> Goal of the exercise
Write the next part of the forum thread about finding help to keep a farm running, picking up after its last sentence.

┌─ Selection

You say you have a small, but clean home for a helper. I'd start by advertising it for rent. Let people know it's a working farm/homestead, and that they can 'work' off part of their rent by helping with the daily chores and weekend projects. This should protect you from anyone looking to take advantage of the situation and also help you determine if someone's worth keeping around. At the very least, the extra income from renting will help offset any additional costs of hiring outside help.

Good luck!


----------



## COSunflower

My oldest son's family just moved in with me a week and a half ago. It is crowded and noisy but I am MORE than thankful for the help!!!!


----------



## kilgrosh

First, where is your farm located? I'm very seriously toying with an idea just like this to allow me to get into homesteading/farming.

Second, I would build a small cabin, get it metered for separate utilities, and rent it out to a younger couple/family/single. I would use the rent towards hiring extra help as needed and barter with the renters that for each project they complete their rent gets cheaper. Just don't count on the labor every month because they might be okay with the rent sometimes if they get busy.

Third, what is your plan for the property when you both pass away? Would you leave it to your renters, granting that they have been with you for the last several years? 

Fourth, have you considered renting out your land to other farmers? If you can no longer do all the work but another farmer is looking for space to raise cows, chickens, etc., that might be an option. 

Final thought, I understand that you would like to have good, morale, upstanding people on your farm. I barely drink but I will have a beer or wine every now and then. We like to entertain which involves wine/beer/cocktails plus some guests do smoke. No drugs at all. All I'm saying is that finding someone to fit your "ideal" person might be a very long search. 

Anyways, best of luck to you and let us know how it goes.


----------



## Smitty0560

I know that this post is a couple months old. Just came across it and wanted to comment.

My first thing to say is that there are certainly people out there who would find an opportunity such as you described to be a blessing.

My fiancee and I are seeking a life of farming. More specifically, I wish to be a dairyman. But regardless, we have no clear cut path to take to reach towards our goal. One avenue we are trying to explore is to find an older couple who are slowing down but don't have anyone they wish to leave their farm to. Unfortunately, those opportunities are darn near impossible to find.

Enough of that, but in regards to your situation. One thing that I've seen in my own search is that opportunities to rent are much harder for people to stomach. Some things I noticed were people wanting someone to rent and do things working with them. The problem I see is that it leaves the "renters" with little that they stand to gain in the long run.

A case that I can see as being the exception to that are opportunities for equity building. Things like that would be probably be more short term. I could foresee that working for building a herd or for infrastructure possibly.

└─
┌─ Dataset entries

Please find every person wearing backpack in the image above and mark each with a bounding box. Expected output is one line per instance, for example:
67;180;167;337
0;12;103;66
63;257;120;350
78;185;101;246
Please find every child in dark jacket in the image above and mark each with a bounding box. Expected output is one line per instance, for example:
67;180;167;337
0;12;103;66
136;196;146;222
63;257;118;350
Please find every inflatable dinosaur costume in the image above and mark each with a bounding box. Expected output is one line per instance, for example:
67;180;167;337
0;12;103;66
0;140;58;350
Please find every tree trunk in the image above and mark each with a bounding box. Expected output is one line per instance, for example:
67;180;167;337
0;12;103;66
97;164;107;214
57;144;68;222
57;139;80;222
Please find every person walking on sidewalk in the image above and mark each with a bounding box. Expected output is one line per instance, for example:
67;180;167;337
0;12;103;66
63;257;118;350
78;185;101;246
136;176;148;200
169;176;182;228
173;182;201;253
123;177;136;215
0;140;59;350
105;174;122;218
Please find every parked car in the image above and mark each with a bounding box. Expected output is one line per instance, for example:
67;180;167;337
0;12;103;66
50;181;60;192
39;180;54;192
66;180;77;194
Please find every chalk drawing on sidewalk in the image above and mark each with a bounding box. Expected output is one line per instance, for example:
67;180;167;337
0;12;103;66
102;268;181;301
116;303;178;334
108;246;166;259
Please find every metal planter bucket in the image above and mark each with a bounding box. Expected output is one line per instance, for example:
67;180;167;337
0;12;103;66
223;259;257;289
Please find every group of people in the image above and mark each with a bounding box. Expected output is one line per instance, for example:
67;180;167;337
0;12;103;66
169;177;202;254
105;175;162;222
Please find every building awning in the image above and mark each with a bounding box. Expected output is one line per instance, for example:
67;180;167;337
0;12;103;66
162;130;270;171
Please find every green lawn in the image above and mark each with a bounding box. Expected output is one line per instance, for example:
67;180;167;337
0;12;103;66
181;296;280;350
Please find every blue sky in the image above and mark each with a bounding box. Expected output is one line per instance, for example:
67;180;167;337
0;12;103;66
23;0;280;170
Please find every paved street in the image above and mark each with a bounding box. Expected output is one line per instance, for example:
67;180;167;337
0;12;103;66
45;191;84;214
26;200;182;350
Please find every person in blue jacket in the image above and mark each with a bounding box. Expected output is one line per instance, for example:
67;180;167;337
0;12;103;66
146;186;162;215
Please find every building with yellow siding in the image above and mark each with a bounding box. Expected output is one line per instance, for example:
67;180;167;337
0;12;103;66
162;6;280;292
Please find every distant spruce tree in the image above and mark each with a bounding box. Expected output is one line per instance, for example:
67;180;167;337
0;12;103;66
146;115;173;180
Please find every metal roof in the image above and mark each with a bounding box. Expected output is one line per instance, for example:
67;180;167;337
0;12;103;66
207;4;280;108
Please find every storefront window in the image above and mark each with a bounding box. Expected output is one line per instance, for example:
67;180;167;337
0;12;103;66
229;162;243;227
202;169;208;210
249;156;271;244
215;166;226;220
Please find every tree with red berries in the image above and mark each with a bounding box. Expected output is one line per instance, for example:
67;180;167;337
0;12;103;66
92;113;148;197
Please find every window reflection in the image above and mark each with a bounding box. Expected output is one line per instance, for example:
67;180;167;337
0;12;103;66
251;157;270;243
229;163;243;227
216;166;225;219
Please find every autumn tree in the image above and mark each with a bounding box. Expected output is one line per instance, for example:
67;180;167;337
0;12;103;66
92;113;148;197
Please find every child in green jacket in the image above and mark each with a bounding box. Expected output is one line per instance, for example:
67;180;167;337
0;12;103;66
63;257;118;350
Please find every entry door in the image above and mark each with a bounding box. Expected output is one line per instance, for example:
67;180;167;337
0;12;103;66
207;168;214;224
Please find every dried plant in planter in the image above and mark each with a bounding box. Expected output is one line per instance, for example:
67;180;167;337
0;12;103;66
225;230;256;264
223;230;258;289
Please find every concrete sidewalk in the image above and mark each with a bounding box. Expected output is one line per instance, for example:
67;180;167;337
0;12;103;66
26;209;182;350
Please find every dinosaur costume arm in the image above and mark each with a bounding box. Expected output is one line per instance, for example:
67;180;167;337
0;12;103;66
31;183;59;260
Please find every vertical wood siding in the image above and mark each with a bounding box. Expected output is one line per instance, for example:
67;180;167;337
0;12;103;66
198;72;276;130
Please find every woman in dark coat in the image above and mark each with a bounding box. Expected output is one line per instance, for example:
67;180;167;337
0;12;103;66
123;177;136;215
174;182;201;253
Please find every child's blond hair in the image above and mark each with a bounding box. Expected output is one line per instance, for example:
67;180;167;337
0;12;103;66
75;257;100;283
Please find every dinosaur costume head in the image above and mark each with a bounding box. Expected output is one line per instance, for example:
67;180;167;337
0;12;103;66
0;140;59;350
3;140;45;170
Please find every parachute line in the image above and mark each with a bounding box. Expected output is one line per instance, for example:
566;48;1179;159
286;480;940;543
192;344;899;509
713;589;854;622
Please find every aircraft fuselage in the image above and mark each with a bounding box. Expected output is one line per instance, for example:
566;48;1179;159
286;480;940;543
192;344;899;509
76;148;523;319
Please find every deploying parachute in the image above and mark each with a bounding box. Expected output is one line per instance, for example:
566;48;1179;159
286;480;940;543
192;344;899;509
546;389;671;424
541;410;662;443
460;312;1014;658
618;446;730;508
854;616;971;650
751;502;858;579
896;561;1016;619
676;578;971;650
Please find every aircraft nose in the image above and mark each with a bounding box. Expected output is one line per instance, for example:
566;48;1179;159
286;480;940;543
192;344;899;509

└─

> Written response
Well, those are some of my thoughts for what they're worth. Feel free to provide your input or let me know if you have other ideas!

Oh, and I almost forgot. One resource I've been looking through are places/organizations that exist for connecting people in similar situations. From NY, there is the NY Farmlink and the more general Land Link through the New England Small Farms Institute. You may give it a shot trying to locate an organization like that for your area and look into posting there.

Good luck.


----------



## hawgsquatch

What about an old guy like me, who is almost out of kids to raise and is about to retire from a L.E.O. job and teach online college while doing as much hunting, fishing, and seeing of this awesome country as possible in the next forty years or so?


----------



## motdaugrnds

Okie, There are quite a few people in exactly the situation you are in. Just know there are risks involved in bringing another onto your place. Even if you check references, you never really know how those people are going to treat you down the road when they learn your weaknesses. Not to scare you, but caution is a real plus in doing what you're contemplating.

Personally I am finding toning down what I expect of myself is of great benefit. Using "raised" beds to guarden is a great help. Cutting my goat herd back to only 2-3 is helpful and letting everything free-range is helpful. Learning what you can do now at this stage in your life, arranging things on your place to make chores easier and not expecting another to cover what you cannot do would be of benefit to you.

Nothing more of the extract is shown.